[JOB]:
Extract every line of the records below that contains the word "masonry", copying each such line in full. Case counts, so match only lines where the string appears with exactly that capitalization.

— BEGIN LISTED RECORDS —

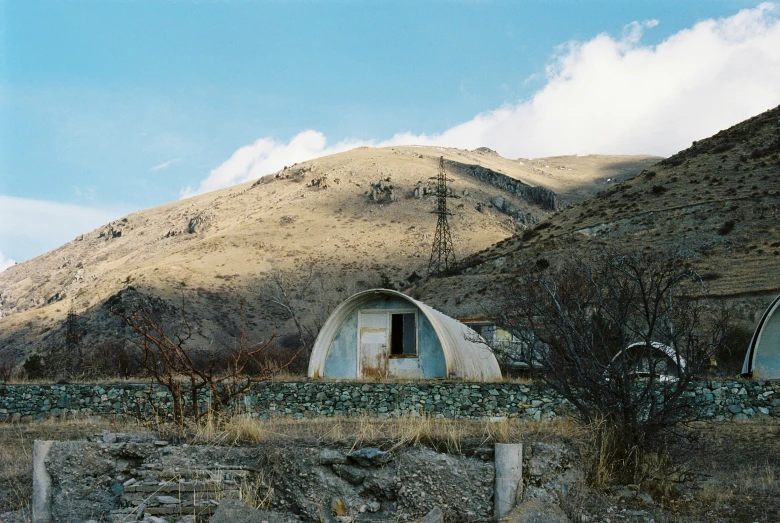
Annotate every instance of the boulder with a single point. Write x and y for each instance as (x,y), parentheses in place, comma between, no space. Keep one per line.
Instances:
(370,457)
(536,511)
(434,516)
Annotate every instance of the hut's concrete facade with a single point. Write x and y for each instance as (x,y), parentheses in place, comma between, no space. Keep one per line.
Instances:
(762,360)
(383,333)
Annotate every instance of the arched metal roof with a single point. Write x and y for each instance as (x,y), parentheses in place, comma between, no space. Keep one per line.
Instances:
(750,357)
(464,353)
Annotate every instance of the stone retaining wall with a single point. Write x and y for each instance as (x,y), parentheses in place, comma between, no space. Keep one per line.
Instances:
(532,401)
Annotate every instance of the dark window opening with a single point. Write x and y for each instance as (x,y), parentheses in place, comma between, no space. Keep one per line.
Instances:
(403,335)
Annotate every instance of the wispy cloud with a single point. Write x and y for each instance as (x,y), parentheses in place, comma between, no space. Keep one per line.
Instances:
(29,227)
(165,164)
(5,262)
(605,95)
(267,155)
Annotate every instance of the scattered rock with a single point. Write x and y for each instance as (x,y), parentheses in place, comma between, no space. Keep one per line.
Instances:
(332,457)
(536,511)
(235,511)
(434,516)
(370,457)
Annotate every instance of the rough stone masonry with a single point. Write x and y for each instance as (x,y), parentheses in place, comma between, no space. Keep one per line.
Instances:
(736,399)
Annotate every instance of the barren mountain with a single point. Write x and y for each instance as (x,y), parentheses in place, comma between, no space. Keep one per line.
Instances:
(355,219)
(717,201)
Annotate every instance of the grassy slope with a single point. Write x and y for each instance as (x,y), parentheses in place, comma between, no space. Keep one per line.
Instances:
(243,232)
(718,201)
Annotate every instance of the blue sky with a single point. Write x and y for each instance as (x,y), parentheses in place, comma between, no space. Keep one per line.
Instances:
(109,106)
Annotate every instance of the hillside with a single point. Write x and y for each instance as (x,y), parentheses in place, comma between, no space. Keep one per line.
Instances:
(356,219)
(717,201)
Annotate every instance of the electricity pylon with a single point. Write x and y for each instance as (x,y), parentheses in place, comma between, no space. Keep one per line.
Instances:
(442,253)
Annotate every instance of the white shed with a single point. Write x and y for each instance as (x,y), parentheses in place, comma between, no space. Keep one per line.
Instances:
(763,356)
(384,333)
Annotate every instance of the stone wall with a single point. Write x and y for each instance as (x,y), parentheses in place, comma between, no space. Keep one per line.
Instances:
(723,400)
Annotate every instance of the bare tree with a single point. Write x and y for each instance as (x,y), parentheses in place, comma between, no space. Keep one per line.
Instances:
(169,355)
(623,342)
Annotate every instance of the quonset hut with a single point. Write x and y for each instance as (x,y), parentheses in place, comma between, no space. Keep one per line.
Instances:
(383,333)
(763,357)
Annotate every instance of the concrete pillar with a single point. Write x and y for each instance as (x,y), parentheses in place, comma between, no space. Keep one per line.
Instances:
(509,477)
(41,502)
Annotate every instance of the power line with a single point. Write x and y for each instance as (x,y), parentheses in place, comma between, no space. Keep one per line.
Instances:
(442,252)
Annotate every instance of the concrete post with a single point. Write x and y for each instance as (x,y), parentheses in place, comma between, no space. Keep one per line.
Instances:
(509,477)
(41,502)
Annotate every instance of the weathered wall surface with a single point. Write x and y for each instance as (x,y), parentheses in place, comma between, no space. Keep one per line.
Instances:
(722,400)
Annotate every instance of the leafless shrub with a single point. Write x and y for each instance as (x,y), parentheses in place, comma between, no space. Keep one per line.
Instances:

— END LISTED RECORDS —
— BEGIN LISTED RECORDS —

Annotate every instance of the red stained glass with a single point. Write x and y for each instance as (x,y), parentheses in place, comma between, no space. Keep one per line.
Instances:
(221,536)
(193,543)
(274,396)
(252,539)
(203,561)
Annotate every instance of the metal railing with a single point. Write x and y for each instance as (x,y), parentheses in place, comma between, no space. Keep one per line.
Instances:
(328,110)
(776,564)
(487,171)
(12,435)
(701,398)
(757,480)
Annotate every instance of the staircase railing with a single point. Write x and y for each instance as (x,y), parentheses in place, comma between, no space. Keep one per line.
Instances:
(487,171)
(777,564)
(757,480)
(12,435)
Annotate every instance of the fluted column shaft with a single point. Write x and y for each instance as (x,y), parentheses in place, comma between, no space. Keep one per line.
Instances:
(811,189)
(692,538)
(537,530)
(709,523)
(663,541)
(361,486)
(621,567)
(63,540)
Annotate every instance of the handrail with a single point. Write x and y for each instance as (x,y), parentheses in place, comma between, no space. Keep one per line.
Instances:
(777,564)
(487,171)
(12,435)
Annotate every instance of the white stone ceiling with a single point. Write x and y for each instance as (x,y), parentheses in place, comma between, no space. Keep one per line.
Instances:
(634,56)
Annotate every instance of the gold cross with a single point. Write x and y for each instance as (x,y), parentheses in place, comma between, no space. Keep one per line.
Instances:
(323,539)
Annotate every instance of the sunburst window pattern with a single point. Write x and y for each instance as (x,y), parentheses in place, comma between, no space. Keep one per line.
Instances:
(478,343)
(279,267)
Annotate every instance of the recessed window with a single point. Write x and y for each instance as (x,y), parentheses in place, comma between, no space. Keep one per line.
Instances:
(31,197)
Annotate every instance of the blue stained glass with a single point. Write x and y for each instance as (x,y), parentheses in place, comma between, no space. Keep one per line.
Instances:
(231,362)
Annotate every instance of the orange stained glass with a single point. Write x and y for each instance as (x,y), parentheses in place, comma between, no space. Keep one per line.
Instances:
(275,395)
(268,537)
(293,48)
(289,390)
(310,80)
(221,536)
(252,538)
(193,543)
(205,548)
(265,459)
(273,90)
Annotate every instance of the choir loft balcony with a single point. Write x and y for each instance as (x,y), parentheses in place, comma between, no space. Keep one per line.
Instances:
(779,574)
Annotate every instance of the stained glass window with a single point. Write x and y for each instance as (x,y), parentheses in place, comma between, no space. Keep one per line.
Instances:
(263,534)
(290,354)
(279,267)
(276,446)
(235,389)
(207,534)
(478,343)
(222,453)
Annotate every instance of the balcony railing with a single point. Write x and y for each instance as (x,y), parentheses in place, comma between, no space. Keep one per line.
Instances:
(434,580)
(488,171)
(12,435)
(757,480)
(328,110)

— END LISTED RECORDS —

[EXERCISE OUTPUT]:
Annotate every instance of the rough stone masonry with a single point. Write x and y for each instance as (x,y), parentheses in place, comma between, no space. Keep one per line.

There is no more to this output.